The Auto-Dialer Virus Strikes Again

I’ve Been Infected By An Auto-Dialer Virus


The Auto Dialer Virus Strikes Again – Here at Defending The

Net, we receive hundreds of e-mails daily regarding various

computer security issues. Because we receive so many e-mails

and requests for information, we typically write an article

that provides the answer. However, from time to time, we

receive requests that seem important, or critical in nature,

and do our best to try and help.

On October 4th, we received an e-mail from a visitor we felt

compelled to assist. This person appeared to have a home

computer infected with the Auto-Dialer virus, a malicious

piece of Malware that can cost you a tremendous amount of

time, and more importantly, money.

An Unwelcome Letter From a Long Distance Carrier


Unfortunate results of the auto dialer virus – Our visitor

received a letter from a well known long distance carrier

indicating they had blocked all long distance calls from

their telephone number, the reason; there were hundreds of

phone calls to 1-900 numbers with fees in excess of $1,500.

Our visitor had contacted his internet provider, explained

to them what was going on, and the Internet provider

directed them to and article located here at Defending The

Net on auto-dialers.

§ Task set:
(a) In the auto-dialer virus article, what was the total of the fees for the calls to 1-900 numbers?
(b) Pick up the auto-dialer virus article after its final sentence and continue it for one or two paragraphs.

§ Data shown:
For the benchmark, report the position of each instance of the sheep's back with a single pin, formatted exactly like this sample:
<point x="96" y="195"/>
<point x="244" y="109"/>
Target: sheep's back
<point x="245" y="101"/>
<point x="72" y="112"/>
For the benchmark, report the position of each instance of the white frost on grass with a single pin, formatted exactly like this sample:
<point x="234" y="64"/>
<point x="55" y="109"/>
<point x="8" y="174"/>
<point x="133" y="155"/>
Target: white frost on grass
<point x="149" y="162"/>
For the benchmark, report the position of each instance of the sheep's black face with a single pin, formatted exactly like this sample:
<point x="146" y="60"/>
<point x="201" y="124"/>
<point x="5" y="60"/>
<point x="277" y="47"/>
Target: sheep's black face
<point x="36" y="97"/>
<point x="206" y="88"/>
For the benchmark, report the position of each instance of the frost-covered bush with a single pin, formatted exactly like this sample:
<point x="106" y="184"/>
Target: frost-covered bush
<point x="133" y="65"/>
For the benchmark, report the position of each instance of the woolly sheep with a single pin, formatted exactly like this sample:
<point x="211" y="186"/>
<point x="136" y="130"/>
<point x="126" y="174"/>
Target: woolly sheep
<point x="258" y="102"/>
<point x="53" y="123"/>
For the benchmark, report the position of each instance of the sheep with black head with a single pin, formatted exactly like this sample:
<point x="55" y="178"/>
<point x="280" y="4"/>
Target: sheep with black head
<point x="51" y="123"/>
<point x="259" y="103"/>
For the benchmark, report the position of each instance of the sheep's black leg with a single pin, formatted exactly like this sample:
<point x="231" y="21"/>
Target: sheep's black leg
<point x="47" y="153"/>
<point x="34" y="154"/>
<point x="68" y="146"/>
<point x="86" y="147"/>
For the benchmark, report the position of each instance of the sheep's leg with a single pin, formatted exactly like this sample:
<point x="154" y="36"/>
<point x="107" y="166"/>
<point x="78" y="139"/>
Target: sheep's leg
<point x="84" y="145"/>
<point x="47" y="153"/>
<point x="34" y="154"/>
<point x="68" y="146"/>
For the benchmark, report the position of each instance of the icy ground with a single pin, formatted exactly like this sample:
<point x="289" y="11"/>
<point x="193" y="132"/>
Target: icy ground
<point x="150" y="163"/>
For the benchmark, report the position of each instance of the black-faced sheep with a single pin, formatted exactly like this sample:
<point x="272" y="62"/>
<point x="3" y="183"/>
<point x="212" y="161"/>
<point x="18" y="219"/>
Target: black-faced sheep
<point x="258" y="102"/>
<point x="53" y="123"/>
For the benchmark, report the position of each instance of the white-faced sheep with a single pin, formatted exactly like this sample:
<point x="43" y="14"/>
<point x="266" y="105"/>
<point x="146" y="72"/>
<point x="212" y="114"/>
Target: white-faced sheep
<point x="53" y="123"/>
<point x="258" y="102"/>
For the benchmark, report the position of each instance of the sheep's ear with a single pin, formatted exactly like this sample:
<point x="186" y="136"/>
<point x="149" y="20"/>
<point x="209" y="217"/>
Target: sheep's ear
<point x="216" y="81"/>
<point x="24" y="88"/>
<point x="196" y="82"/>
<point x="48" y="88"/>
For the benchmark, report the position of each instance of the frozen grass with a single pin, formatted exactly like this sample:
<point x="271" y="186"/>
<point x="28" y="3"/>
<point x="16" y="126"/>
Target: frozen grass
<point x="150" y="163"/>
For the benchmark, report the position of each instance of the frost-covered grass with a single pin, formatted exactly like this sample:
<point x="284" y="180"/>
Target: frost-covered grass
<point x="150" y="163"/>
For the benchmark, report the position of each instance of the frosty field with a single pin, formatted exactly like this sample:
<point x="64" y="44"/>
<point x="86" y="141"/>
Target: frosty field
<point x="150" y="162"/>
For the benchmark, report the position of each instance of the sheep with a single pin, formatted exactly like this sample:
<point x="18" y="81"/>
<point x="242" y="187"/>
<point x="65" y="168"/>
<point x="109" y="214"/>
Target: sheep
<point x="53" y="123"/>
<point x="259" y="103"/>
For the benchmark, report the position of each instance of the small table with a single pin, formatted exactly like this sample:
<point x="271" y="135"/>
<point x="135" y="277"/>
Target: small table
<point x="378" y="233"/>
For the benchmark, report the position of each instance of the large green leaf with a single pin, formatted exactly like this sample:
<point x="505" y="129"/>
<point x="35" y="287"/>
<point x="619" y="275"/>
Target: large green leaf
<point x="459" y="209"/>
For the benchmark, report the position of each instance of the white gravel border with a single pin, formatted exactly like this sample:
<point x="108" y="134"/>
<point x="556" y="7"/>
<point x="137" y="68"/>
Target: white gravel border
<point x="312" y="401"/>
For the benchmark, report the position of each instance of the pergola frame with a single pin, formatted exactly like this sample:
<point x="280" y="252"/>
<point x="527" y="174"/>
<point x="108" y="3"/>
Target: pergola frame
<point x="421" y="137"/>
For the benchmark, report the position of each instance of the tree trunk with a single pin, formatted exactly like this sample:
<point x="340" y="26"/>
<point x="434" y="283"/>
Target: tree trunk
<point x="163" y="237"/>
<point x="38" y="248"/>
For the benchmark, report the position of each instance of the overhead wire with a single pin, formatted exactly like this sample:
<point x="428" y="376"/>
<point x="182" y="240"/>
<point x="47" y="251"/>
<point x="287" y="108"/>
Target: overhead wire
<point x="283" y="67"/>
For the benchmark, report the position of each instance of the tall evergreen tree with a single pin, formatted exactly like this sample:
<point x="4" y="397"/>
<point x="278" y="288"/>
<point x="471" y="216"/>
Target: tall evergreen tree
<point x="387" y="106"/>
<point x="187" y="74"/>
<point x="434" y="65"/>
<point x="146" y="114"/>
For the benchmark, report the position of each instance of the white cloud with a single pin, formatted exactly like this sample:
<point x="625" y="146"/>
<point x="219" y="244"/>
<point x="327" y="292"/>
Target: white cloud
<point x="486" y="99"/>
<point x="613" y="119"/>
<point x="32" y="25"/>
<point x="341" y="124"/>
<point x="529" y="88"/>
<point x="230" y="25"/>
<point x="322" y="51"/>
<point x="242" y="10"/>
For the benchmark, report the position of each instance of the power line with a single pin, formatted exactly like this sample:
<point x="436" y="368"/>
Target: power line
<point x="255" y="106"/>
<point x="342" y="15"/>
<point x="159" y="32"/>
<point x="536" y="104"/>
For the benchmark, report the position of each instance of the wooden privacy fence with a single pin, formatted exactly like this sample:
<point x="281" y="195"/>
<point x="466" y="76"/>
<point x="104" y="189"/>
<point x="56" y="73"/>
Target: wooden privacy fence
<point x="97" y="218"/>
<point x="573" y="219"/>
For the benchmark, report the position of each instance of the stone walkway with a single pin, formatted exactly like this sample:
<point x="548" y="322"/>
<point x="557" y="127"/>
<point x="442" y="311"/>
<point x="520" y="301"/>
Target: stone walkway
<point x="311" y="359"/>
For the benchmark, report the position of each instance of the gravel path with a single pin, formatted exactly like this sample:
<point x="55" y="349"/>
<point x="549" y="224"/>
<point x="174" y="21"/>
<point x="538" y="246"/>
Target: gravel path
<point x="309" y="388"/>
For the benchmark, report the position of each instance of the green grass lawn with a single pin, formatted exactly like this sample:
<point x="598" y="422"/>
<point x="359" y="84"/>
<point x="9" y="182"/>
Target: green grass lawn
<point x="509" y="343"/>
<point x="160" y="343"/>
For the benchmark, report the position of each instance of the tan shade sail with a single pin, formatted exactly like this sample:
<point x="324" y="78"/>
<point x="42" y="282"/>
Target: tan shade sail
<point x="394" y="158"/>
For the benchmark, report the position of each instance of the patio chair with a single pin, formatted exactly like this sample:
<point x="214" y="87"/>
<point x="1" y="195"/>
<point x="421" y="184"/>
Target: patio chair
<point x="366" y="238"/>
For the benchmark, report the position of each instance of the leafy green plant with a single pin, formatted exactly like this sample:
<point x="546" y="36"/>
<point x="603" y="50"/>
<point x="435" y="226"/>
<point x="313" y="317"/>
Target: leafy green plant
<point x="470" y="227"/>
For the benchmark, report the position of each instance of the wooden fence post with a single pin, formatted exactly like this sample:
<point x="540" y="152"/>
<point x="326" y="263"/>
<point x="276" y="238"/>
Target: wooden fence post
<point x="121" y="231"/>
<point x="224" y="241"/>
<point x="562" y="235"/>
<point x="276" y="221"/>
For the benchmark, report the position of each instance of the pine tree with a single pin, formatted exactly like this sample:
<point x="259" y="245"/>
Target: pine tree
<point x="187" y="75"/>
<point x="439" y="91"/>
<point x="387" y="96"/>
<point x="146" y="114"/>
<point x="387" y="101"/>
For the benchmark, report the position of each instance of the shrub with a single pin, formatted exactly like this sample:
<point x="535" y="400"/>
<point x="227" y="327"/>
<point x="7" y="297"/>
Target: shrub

§ Responses by task:
(a) They were in excess of $1,500.

(b)
The long distance carrier who contacted him was not even his

provider, they represented the company with the 1-900

number. He contacted the long distance provider and

explained to them that he had no idea what was going on and

that he has never dialed a 1-900 number. They explained that

there was nothing they could do for him and they were going

to turn over the charges to his local service provider for


As you can imagine, this was a very strange and stressful

time. The fact of the matter is, these auto-dialers can be

quite stealthy, masking themselves as legitimate software,

or installing themselves in a way that keeps you unaware it

has infected your system. These nefarious pieces of software

can even re-program your modem to turn off the speaker so

you are unaware that it is making unauthorized calls. I

cannot stress how dangerous and how much of a negative

impact something like this can have on your computer, and

your checkbook.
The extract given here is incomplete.